▶ [GOAL]:
Rewrite the items from the line with "Can you find the lake water" to the line with "[[140, 131], [190, 52], [64, 151], [9, 170]]", replacing "Drop" with "Place" and leaving everything else unchanged.

▶ [DATA ROWS]:
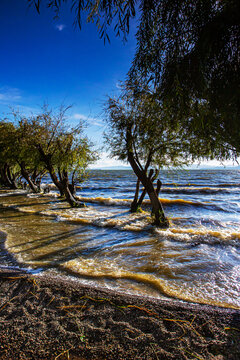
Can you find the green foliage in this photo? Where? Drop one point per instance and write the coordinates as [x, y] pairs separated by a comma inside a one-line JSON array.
[[189, 52], [64, 146]]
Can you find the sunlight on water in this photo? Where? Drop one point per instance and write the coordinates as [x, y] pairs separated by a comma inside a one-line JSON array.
[[197, 259]]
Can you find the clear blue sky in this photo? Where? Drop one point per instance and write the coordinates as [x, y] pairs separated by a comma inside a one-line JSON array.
[[47, 60]]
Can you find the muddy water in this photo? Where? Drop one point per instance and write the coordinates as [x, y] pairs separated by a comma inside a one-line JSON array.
[[197, 259]]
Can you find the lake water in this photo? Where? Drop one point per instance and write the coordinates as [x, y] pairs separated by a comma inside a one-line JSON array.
[[197, 259]]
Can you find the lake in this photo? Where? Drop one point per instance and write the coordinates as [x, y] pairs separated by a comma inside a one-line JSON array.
[[197, 259]]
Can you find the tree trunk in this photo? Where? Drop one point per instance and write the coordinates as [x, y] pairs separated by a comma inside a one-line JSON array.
[[67, 188], [134, 204], [157, 209], [8, 178], [27, 177]]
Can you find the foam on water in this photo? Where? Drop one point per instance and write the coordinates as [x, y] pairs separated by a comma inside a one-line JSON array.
[[196, 259]]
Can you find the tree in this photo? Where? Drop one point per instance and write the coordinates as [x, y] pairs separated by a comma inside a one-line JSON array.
[[140, 131], [190, 52], [64, 151], [9, 170]]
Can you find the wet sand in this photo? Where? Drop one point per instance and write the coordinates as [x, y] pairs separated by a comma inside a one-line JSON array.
[[53, 318]]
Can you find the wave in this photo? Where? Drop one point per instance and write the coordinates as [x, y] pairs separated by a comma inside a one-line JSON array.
[[125, 221], [167, 202], [218, 185], [199, 190], [94, 269]]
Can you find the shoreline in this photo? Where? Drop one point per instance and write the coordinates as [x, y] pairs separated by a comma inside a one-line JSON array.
[[42, 317]]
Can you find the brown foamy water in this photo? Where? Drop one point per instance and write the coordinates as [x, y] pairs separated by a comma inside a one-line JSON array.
[[104, 244]]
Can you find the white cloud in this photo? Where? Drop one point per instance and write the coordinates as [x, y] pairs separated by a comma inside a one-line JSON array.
[[90, 120], [9, 94], [60, 27]]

▶ [ANSWER IN FULL]:
Can you find the lake water in this photo? Where? Place one point per instance and write the coordinates as [x, y] pairs separated by a comma inside a one-line JSON array.
[[197, 259]]
Can you find the lake in this photo? Where? Place one point per instance and write the coordinates as [x, y] pairs separated by a comma inside a one-line JSON array.
[[197, 259]]
Can you find the tree trunk in this photo? Where? Place one point per instance and write the coordinates as [x, y] pairs separated by a comma inside a one-line JSON array.
[[67, 188], [134, 204], [157, 209], [8, 178], [27, 177]]
Can you find the foam on water in this photo? Where? Place one point per instance and write the coordinates as [x, y] pairs separated by a comma inside a one-line JSON array.
[[196, 259]]
Can you find the tree in this photo? Where? Place one point per instance and write the coordinates as [x, y] pairs separated by a comma inside a one-line JSON array.
[[140, 131], [190, 52], [64, 151], [9, 170]]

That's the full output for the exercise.